- [Exercise requirements]:
1 > Decide whether each statement agrees with the fgetc manual page. Answer yes or no for each, and quote the words of the manual page that decide it. (a) When the end-of-file indicator is not set and a next byte is present, fgetc() obtains that byte as an unsigned char converted to an int. (b) A multi-byte character can always be read with a single call to fgetc(). (c) The last data access timestamp is marked for update by a successful fgetc() call even when the data it returns was supplied by a prior call to ungetc().
2 > Continue the fgetc manual page from the point at which it stops.

PROLOG | NAME | SYNOPSIS | DESCRIPTION | RETURN VALUE | ERRORS | EXAMPLES | APPLICATION USAGE | RATIONALE | FUTURE DIRECTIONS | SEE ALSO | COPYRIGHT

FGETC(3P)                 POSIX Programmer's Manual                FGETC(3P)

PROLOG         top

       This manual page is part of the POSIX Programmer's Manual.  The Linux
       implementation of this interface may differ (consult the
       corresponding Linux manual page for details of Linux behavior), or
       the interface may not be implemented on Linux.

NAME         top

       fgetc — get a byte from a stream

SYNOPSIS         top

       #include <stdio.h>
       int fgetc(FILE *stream);

DESCRIPTION         top

       The functionality described on this reference page is aligned with
       the ISO C standard. Any conflict between the requirements described
       here and the ISO C standard is unintentional. This volume of
       POSIX.1‐2008 defers to the ISO C standard.
       If the end-of-file indicator for the input stream pointed to by
       stream is not set and a next byte is present, the fgetc() function
       shall obtain the next byte as an unsigned char converted to an int,
       from the input stream pointed to by stream, and advance the
       associated file position indicator for the stream (if defined). Since
       fgetc() operates on bytes, reading a character consisting of multiple
       bytes (or ``a multi-byte character'') may require multiple calls to
       fgetc().
       The fgetc() function may mark the last data access timestamp of the
       file associated with stream for update. The last data access
       timestamp shall be marked for update by the first successful
       execution of fgetc(), fgets(), fread(), fscanf(), getc(), getchar(),
       getdelim(), getline(), gets(), or scanf() using stream that returns
       data not supplied by a prior call to ungetc().

- [Provided data]:
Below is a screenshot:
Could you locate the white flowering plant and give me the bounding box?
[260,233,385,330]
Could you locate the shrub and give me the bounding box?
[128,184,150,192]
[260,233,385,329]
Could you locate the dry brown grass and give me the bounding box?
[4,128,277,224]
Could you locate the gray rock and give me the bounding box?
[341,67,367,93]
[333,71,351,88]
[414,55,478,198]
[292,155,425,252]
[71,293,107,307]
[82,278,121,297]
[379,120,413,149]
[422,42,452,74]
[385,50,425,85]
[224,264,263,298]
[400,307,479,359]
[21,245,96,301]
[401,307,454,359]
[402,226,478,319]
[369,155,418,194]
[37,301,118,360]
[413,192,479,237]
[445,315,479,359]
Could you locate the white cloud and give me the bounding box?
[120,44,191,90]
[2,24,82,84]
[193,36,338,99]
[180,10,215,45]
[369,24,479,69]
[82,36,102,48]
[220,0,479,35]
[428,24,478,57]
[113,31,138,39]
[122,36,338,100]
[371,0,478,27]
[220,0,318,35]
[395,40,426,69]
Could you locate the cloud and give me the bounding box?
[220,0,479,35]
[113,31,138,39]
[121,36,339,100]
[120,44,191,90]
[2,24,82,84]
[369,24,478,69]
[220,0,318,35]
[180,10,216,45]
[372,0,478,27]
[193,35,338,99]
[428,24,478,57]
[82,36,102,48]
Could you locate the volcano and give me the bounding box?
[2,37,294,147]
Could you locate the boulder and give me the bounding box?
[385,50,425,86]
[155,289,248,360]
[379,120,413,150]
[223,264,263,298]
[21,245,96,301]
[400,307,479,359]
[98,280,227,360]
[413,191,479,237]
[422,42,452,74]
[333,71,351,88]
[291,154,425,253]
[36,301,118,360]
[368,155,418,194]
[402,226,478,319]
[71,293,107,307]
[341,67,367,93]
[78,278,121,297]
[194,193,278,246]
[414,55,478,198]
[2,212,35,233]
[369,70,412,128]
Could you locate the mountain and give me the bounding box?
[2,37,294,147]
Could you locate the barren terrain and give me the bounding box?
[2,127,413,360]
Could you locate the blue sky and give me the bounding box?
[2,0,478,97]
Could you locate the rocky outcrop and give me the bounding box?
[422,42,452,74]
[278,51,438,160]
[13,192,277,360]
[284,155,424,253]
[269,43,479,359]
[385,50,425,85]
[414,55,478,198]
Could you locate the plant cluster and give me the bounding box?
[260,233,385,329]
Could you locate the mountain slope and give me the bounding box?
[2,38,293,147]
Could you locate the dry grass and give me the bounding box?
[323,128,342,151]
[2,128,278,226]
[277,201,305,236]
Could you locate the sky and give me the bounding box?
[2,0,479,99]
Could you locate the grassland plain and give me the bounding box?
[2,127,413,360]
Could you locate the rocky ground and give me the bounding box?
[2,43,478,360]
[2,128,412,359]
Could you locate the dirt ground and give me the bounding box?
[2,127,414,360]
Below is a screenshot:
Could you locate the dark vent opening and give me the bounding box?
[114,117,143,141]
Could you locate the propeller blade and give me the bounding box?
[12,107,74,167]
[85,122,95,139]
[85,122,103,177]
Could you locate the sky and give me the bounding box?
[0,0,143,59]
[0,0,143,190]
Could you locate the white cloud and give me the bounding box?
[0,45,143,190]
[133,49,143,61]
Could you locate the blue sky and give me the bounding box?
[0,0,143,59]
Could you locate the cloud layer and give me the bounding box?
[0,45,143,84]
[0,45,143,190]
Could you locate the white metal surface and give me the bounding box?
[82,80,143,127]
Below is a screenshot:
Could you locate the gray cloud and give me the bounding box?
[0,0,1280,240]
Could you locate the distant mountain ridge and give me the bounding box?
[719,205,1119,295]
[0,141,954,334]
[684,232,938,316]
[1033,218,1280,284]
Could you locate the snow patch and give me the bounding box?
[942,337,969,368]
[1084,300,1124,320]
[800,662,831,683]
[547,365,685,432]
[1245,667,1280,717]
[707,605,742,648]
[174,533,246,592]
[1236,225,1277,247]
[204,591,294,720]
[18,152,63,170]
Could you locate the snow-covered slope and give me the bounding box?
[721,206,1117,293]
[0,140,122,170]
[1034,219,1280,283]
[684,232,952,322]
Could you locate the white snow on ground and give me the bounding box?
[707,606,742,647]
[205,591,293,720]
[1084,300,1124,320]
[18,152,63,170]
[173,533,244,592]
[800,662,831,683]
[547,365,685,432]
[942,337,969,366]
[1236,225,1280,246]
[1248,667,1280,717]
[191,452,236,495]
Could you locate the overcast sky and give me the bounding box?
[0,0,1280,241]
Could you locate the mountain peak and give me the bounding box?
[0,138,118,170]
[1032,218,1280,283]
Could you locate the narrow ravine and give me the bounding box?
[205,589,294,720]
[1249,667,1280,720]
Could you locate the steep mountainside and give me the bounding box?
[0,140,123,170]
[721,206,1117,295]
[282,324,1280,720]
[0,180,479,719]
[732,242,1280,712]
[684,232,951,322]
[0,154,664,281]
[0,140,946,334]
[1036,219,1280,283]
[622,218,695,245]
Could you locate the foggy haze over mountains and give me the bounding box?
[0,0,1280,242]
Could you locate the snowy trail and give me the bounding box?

- [Results of the tasks]:
1 >
(a) Yes: "the fgetc() function shall obtain the next byte as an unsigned char converted to an int"
(b) No: "may require multiple calls to fgetc()"
(c) No: "using stream that returns data not supplied by a prior call to ungetc()"

2 >
RETURN VALUE         top

       Upon successful completion, fgetc() shall return the next byte from
       the input stream pointed to by stream.  If the end-of-file indicator
       for the stream is set, or if the stream is at end-of-file, the end-
       of-file indicator for the stream shall be set and fgetc() shall
       return EOF. If a read error occurs, the error indicator for the
       stream shall be set, fgetc() shall return EOF, and shall set errno to
       indicate the error.

ERRORS         top

       The fgetc() function shall fail if data needs to be read and:
       EAGAIN The O_NONBLOCK flag is set for the file descriptor underlying
              stream and the thread would be delayed in the fgetc()
              operation.
       EBADF  The file descriptor underlying stream is not a valid file
              descriptor open for reading.
       EINTR  The read operation was terminated due to the receipt of a
              signal, and no data was transferred.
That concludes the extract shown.